**Provided data**
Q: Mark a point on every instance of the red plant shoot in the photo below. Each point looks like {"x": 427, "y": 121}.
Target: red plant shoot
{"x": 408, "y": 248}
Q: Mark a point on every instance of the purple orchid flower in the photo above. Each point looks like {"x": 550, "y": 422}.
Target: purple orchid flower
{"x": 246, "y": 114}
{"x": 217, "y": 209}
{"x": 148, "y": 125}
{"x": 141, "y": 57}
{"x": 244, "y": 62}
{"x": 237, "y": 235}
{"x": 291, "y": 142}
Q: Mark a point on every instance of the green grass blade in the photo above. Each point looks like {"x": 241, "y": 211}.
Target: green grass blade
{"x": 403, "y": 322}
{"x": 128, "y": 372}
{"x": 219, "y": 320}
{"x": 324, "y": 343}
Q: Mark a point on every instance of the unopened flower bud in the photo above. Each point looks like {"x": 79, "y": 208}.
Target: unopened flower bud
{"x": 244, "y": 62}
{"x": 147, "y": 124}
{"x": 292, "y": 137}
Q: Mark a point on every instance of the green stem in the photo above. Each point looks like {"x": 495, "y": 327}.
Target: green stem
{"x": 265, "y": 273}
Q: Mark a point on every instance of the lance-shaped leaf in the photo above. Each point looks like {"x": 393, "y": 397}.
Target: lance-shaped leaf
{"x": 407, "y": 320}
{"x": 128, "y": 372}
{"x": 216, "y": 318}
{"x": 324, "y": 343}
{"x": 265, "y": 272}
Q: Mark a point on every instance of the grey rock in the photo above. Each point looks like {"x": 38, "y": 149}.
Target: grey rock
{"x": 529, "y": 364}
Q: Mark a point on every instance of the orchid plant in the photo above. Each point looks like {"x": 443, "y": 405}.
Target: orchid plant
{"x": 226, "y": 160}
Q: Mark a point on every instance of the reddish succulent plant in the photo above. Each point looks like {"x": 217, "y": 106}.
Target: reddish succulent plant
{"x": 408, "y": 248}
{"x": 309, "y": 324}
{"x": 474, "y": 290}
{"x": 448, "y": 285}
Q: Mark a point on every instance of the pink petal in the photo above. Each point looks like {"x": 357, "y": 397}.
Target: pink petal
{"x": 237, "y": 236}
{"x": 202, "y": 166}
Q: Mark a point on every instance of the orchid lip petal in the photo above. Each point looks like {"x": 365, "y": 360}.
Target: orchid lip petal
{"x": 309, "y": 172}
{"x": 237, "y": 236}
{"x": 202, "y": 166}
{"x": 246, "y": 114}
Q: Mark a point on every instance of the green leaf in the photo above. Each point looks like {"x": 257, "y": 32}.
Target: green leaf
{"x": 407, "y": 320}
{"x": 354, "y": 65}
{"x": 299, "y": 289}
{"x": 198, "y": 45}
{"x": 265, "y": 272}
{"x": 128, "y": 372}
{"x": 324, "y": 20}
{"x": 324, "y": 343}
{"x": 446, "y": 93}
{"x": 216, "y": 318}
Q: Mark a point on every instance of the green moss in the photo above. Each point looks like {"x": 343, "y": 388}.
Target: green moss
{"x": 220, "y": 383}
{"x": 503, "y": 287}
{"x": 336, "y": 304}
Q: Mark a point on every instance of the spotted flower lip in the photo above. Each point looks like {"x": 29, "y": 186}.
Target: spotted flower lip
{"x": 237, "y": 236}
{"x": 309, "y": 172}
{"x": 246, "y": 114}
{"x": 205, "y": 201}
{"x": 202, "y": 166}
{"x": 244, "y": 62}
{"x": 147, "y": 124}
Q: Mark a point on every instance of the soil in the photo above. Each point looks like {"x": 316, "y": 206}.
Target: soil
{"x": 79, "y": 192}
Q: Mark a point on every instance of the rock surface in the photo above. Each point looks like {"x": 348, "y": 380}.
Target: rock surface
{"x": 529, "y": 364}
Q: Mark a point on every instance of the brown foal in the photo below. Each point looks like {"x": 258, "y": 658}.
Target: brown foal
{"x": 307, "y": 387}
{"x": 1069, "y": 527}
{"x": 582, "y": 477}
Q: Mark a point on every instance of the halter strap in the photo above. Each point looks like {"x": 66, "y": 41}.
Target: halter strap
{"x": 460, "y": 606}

**What the exercise asks**
Reproduce all of the items above word for word, leaving nothing out.

**Solution to this task**
Q: Mark a point on every instance of the red plant shoot in the photo below. Each point looks like {"x": 427, "y": 121}.
Target: red plant shoot
{"x": 408, "y": 248}
Q: Mark a point on every instance of the purple orchid flower in the photo above. Each point looks like {"x": 550, "y": 422}.
Target: purple orchid flower
{"x": 246, "y": 114}
{"x": 217, "y": 209}
{"x": 148, "y": 125}
{"x": 141, "y": 57}
{"x": 244, "y": 62}
{"x": 237, "y": 235}
{"x": 291, "y": 142}
Q: Mark a point on every instance of the green grass blade in the photo above. Each point looks like {"x": 241, "y": 211}.
Target: green grass blade
{"x": 403, "y": 322}
{"x": 128, "y": 372}
{"x": 219, "y": 320}
{"x": 324, "y": 343}
Q: Mark a point on every instance of the unopened flower bud in the photo above. Each point looks like {"x": 79, "y": 208}.
Target: unopened flower bud
{"x": 244, "y": 62}
{"x": 147, "y": 124}
{"x": 292, "y": 137}
Q: Mark a point on every instance of the green stem in the photo above. Each point looks like {"x": 495, "y": 327}.
Target: green stem
{"x": 265, "y": 273}
Q: Mark a point on every instance of the lance-shaped leaf in the photo above. Each point looks like {"x": 393, "y": 397}.
Target: lance-shaped leaf
{"x": 407, "y": 320}
{"x": 128, "y": 372}
{"x": 216, "y": 318}
{"x": 324, "y": 343}
{"x": 265, "y": 272}
Q: Mark a point on every instance of the grey rock in the photo above. Each point looks like {"x": 38, "y": 149}.
Target: grey rock
{"x": 529, "y": 364}
Q: Mark a point on every instance of the orchid plant in the photo above. Each point looks like {"x": 443, "y": 405}.
Target: orchid plant
{"x": 226, "y": 160}
Q: Mark a point on every instance of the reddish succulent plant in the photo above. Each point looks like {"x": 217, "y": 106}.
Target: reddish succulent plant
{"x": 408, "y": 248}
{"x": 309, "y": 324}
{"x": 474, "y": 290}
{"x": 448, "y": 285}
Q: Mark a point on every instance of the pink petal in the photo above. Each point looks like {"x": 357, "y": 397}.
Target: pink petal
{"x": 237, "y": 236}
{"x": 202, "y": 166}
Q: Mark a point on every instance of the orchid lip petal in the photo above. Each point looks like {"x": 365, "y": 360}.
Target: orchid lip petal
{"x": 309, "y": 172}
{"x": 237, "y": 236}
{"x": 202, "y": 166}
{"x": 246, "y": 114}
Q: Mark a point on every instance of the green leaf in the photo above. Each point looks like {"x": 257, "y": 32}.
Target: green leaf
{"x": 407, "y": 320}
{"x": 354, "y": 65}
{"x": 299, "y": 289}
{"x": 198, "y": 45}
{"x": 265, "y": 272}
{"x": 128, "y": 372}
{"x": 324, "y": 20}
{"x": 324, "y": 343}
{"x": 446, "y": 93}
{"x": 216, "y": 318}
Q: Mark a point on every instance of the green moss in the photo above. Each point looks like {"x": 343, "y": 388}.
Target: green moss
{"x": 220, "y": 383}
{"x": 503, "y": 287}
{"x": 336, "y": 304}
Q: Mark a point on every instance of the spotted flower lip in the photo above. Each point looks like {"x": 29, "y": 186}.
Target: spotted flower lip
{"x": 237, "y": 236}
{"x": 309, "y": 172}
{"x": 246, "y": 114}
{"x": 205, "y": 201}
{"x": 202, "y": 166}
{"x": 244, "y": 62}
{"x": 147, "y": 124}
Q: Mark a point on every instance of the soil in the photo above. Each point looks like {"x": 316, "y": 206}.
Target: soil
{"x": 79, "y": 192}
Q: Mark a point on every instance of the rock surface in the photo above. Each point looks like {"x": 348, "y": 380}.
Target: rock surface
{"x": 529, "y": 364}
Q: Mark a point on every instance of the brown foal in the photo below. Each point looks like {"x": 258, "y": 658}.
Target: brown foal
{"x": 307, "y": 387}
{"x": 1069, "y": 527}
{"x": 582, "y": 477}
Q: Mark a point on every instance of the halter strap in the photo above. Each point looks like {"x": 66, "y": 41}.
Target: halter strap
{"x": 460, "y": 606}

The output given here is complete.